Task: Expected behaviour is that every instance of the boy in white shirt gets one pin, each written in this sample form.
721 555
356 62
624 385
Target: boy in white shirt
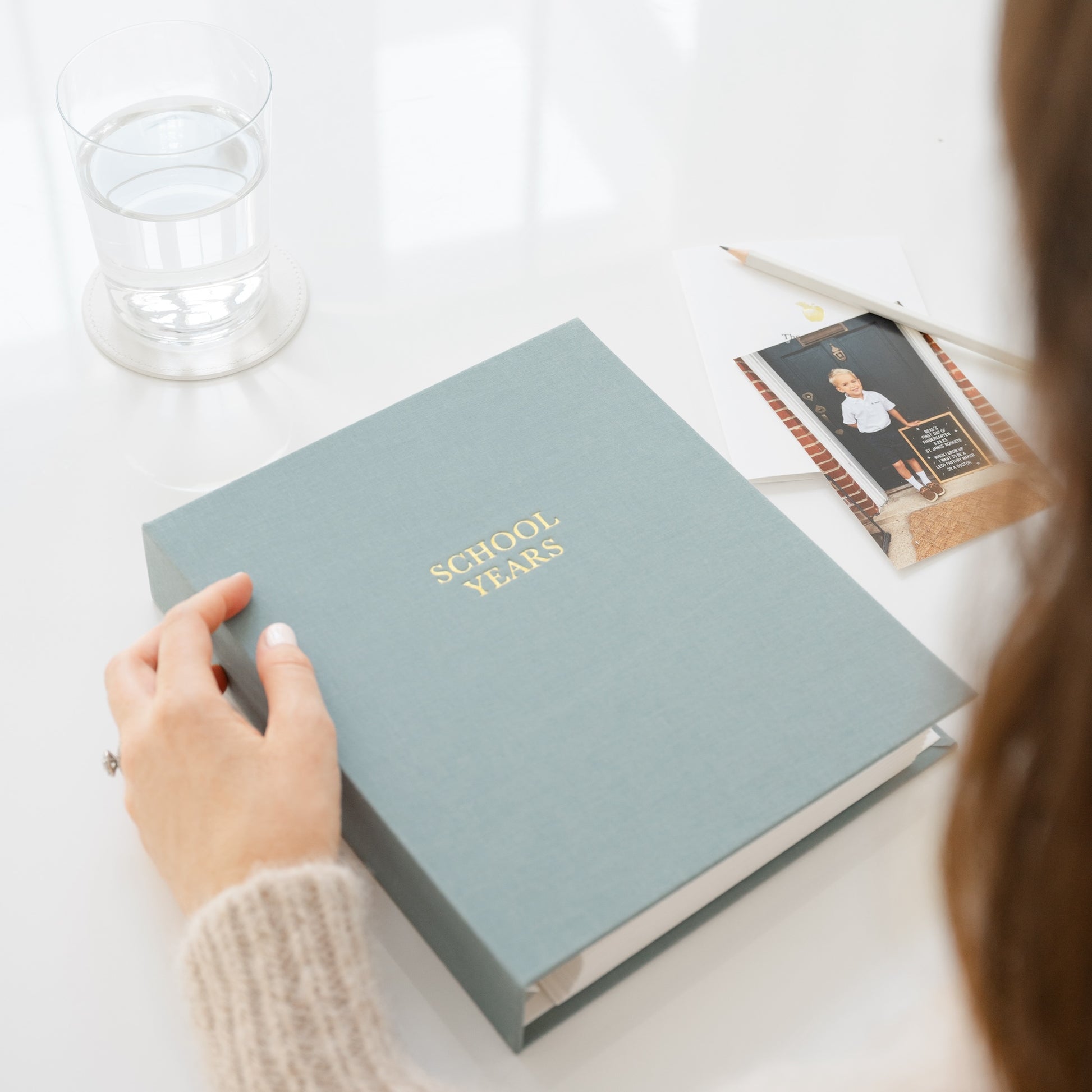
870 413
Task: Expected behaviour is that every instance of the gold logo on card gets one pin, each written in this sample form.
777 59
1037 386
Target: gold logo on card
503 547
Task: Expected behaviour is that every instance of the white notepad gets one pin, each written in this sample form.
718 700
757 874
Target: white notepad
737 310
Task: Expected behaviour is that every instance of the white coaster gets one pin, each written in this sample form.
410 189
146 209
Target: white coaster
280 319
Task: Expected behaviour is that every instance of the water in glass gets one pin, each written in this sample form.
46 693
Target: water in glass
177 194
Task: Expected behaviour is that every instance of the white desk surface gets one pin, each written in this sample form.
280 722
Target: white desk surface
456 178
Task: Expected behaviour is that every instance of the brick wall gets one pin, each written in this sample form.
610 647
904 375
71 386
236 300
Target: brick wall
1017 450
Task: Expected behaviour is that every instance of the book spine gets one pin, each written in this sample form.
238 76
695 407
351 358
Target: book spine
476 969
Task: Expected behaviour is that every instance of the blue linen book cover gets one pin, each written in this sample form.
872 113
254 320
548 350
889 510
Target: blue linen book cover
573 658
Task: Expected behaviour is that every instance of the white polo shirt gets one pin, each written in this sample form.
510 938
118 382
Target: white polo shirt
869 413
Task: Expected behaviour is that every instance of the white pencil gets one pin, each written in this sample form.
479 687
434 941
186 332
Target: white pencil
887 310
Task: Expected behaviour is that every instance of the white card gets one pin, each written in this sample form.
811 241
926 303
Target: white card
737 310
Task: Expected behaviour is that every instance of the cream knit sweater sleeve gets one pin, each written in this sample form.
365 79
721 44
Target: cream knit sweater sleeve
281 989
284 1001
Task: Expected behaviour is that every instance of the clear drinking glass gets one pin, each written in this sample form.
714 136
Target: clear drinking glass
168 125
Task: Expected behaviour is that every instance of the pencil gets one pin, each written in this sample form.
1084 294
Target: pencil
888 310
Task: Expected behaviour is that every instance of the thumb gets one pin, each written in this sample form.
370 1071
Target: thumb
292 690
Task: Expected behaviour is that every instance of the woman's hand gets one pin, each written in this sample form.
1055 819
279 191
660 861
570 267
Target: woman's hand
211 796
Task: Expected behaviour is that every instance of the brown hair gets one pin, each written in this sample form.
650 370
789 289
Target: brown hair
1018 857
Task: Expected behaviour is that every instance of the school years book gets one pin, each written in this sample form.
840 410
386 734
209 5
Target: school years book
589 684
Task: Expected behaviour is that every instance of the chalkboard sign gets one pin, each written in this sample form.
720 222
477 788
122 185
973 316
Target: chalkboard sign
946 447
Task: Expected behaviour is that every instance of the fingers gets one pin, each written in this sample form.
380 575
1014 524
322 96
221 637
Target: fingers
292 690
130 686
185 652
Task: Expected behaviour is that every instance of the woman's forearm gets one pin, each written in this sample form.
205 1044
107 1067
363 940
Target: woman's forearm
281 988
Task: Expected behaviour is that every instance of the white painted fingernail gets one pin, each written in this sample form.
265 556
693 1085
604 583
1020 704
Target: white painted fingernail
280 634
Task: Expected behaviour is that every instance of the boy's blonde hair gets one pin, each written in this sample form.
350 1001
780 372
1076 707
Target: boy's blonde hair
833 375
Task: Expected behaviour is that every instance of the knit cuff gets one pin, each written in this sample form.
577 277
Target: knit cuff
281 988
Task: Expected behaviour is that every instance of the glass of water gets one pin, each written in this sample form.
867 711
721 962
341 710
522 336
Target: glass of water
168 125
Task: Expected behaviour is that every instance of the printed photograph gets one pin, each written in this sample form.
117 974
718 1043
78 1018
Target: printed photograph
912 447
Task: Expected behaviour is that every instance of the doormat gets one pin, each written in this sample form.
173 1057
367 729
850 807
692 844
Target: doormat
951 522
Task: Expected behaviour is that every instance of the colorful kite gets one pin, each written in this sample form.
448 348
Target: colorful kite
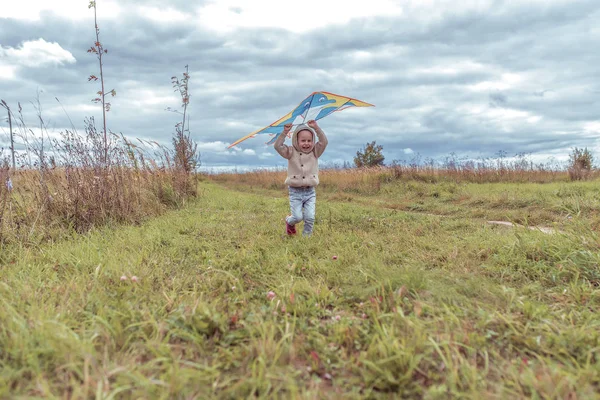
316 106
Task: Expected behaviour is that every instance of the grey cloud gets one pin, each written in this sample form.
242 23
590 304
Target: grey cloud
243 80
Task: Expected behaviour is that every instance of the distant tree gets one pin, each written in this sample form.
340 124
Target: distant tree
369 156
580 163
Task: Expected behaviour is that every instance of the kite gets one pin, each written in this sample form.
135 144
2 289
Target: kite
316 106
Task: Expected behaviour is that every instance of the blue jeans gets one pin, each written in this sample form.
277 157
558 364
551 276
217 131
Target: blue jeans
302 206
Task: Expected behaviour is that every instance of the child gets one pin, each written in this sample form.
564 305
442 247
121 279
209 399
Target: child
303 173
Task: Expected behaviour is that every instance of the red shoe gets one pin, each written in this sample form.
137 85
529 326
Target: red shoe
289 229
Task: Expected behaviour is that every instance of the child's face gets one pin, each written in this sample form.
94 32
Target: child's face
305 140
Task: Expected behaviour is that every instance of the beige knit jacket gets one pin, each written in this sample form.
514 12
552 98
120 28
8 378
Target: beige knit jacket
303 168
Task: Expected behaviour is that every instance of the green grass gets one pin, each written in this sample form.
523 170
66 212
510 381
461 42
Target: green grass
424 300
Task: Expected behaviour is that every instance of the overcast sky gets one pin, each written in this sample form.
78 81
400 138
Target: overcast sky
473 78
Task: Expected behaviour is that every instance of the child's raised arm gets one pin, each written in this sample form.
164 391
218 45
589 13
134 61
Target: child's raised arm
280 147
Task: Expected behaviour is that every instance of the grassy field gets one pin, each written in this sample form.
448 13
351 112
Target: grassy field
403 291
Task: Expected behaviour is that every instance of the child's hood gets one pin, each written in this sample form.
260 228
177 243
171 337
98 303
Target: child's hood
303 127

____________

→ **Required action**
Output the records above exactly, leaving out pictures.

→ **Output for this exercise**
Task: Expected behaviour is that every instance of the boy in white shirt gets one pin, each written in this sample form.
721 555
356 62
624 385
Target: boy in white shirt
870 413
Task: Expected behaviour is that every instance of the gold logo on card gets one pin, each written in this sample form.
777 59
1037 386
Target: gold logo on card
503 547
Task: Expected behaviour is that every instance of the white notepad gets one pin, each written in this sample form.
718 700
757 874
Target: white notepad
737 310
Task: Expected behaviour is that every instance of the white coaster gets one pin, each written in this sample form.
410 189
146 209
Target: white coaster
280 319
Task: Expected behaviour is that every instance of the water in glass gets one pin, each written in this sample form.
46 693
Target: water in glass
177 194
Task: Expected behaviour is that every instance of the white desk surface gets one pin, each written in this sample form.
280 722
Target: white desk surface
456 178
Task: Expected behaviour is that every instance of the brick wall gets one pin, each written in this sample form.
610 647
904 375
71 386
236 300
Target: brick wall
1017 450
Task: Expected behaviour is that every instance of the book spine gets one pin, each written in this sample form.
238 76
695 407
351 358
Target: book spine
476 969
Task: Expected behaviour is that every instance of the blue linen book cover gets one pin, each written in this sample form.
872 113
254 320
548 350
889 510
Target: blue linen book cover
573 658
Task: Expected behaviour is that every instance of the white polo shirt gets one pin, each written in this sample form.
510 938
118 382
Target: white polo shirt
869 413
Task: Expected behaviour is that every instance of the white pencil gets one pin, each written in this sample form.
479 687
434 941
186 332
Target: white pencil
887 310
Task: Expected behaviour is that every instance of the white card gets one pin, each written in this sample form.
811 241
926 303
Target: white card
737 310
Task: Expected behaviour is that every instance of the cream knit sweater sleeve gets one pin, each written in this sample form.
365 79
721 44
Target: cream knit sweater sleeve
281 989
284 1001
Task: Expected behaviour is that every instance of the clear drinking glass gets one pin, each written in this sample form.
714 136
Target: clear drinking glass
168 125
Task: Expected behaviour is that every instance of the pencil gets one pin, each written in this sample form.
1084 294
Target: pencil
888 310
Task: Expected behaviour is that every instance of the thumb gets one pin, each written in this sample form.
370 1071
Target: thumb
292 690
Task: Expected behaviour is that every instance of the woman's hand gets one pin, each written in this sample form.
1055 819
279 191
660 861
570 267
Target: woman's hand
211 796
Task: Expected behaviour is that every instance of the brown hair gets one pin, each written in this sample form.
650 370
789 289
Target: brown hair
1018 857
Task: Expected behaviour is that every instance of the school years book gets one pin, each written in this sample form.
840 410
386 734
209 5
Target: school years book
589 684
Task: Expected behaviour is that every instance of the chalkboard sign gets one pin, each written in this sample form.
720 222
477 788
122 185
973 316
Target: chalkboard sign
946 447
Task: Expected behaviour is that every instance of the fingers gets one pin, each written in this sample form.
380 575
1014 524
322 96
221 637
Target: fingers
292 690
130 686
185 652
Task: Expected behaviour is that every instance of the woman's forearm gets one pin, each written in this sample form.
205 1044
107 1067
363 940
Target: woman's forearm
281 988
Task: Expected behaviour is that every instance of the white painted fingernail gets one pin, each written in this sample form.
265 556
693 1085
604 583
1020 704
Target: white painted fingernail
280 634
Task: Expected behaviour is that every instance of the boy's blonde hair gets one pin, each written in this sample form.
350 1001
780 372
1076 707
Target: boy's blonde hair
833 375
Task: Expected behaviour is that every instance of the knit cuff gets one pin, each written in this sample form.
577 277
Target: knit cuff
281 988
Task: Expected behaviour is that every instance of the glass of water gets one pin, each written in this sample form.
867 711
721 962
341 710
522 336
Target: glass of water
168 125
Task: Expected behaviour is that every instance of the printed photograph gets one pin, each written in this sample form.
117 974
718 1043
78 1018
Target: printed photograph
912 447
Task: Expected behaviour is that every instance of the doormat gets one pin, each written in this sample form.
173 1057
367 729
850 807
692 844
Target: doormat
951 522
Task: Expected behaviour is that every instance of the colorful kite gets one pin, each written in this sample form.
448 348
Target: colorful kite
316 106
Task: Expected behaviour is that every instance of the grey cloud gets one pin, each written in this sample form.
242 23
590 304
Target: grey cloud
243 80
Task: Expected behaviour is that every instance of the distant tree gets one pin, each written in this sample form.
340 124
Target: distant tree
369 156
580 163
Task: Expected behaviour is that every instance of the kite gets one pin, each written in this sample form.
135 144
2 289
Target: kite
316 106
Task: Expected behaviour is that every instance of the blue jeans gets one pin, each written in this sample form.
277 157
558 364
551 276
217 131
Target: blue jeans
302 206
Task: Expected behaviour is that every instance of the child gets one pin, each written in this sample form.
564 305
442 247
121 279
209 399
Target: child
303 173
Task: Expected behaviour is that every instance of the red shoe gets one pin, each written in this sample form.
137 85
529 326
Target: red shoe
289 229
Task: Expected behaviour is that every instance of the child's face gets one pin, each written in this sample form.
94 32
Target: child's face
305 140
Task: Expected behaviour is that every instance of the beige knit jacket gets one pin, each written in this sample form.
514 12
552 98
120 28
8 378
Target: beige knit jacket
303 168
Task: Expected behaviour is that every instance of the green grass gets one pin, each written in this sample form.
523 170
66 212
510 381
461 42
Target: green grass
424 300
Task: Expected behaviour is that every instance of the overcast sky gets one pin, each written in this sample form.
78 81
400 138
Target: overcast sky
473 78
Task: Expected behaviour is that every instance of the child's raised arm gets one pin, each written in this sample form.
164 391
218 45
589 13
134 61
Target: child's raised arm
280 147
Task: Expected behaviour is that every instance of the grassy field gets one pin, each written in this sample form.
448 13
351 112
Target: grassy field
403 291
Task: Expected behaviour is that every instance of the child's hood gets one pin, each written in this sample form.
260 228
177 243
171 337
98 303
Target: child's hood
303 127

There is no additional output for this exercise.